- [Short task]: Repeat the data below line for line, without changing any of it.

Dataset entries
▬▬▬▬▬▬

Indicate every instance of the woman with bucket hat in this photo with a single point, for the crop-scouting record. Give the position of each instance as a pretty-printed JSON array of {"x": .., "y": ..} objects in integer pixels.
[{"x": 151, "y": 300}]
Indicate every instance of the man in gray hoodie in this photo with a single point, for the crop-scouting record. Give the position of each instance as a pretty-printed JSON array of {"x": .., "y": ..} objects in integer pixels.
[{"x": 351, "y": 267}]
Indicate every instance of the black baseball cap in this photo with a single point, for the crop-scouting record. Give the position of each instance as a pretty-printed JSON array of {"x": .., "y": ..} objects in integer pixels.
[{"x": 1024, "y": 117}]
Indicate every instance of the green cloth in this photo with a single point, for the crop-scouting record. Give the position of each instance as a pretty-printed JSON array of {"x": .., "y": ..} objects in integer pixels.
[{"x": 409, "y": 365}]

▬▬▬▬▬▬

- [Expected output]:
Indicate every instance of the woman with bucket hat in this photo with a single point, for the crop-scouting record. Give the position of each instance as a pretty-printed JSON array of {"x": .., "y": ..} objects in integer pixels.
[{"x": 151, "y": 300}]
Indicate every instance of the man in gray hoodie in this photo with a single point, for the crop-scouting record. Give the position of each instance as a pretty-printed JSON array of {"x": .., "y": ..} objects in integer pixels.
[{"x": 351, "y": 267}]
Indicate every instance of the black baseball cap in this photo with a single point, for the crop-scouting record. Give the position of each instance as a pretty-printed JSON array of {"x": .., "y": ..} objects in integer pixels.
[{"x": 1024, "y": 117}]
Indicate every instance of the green cloth in this photo with a single point, for the crop-scouting record. Give the position of each instance as a pretty-printed JSON array of {"x": .., "y": ..} objects in integer pixels.
[{"x": 409, "y": 365}]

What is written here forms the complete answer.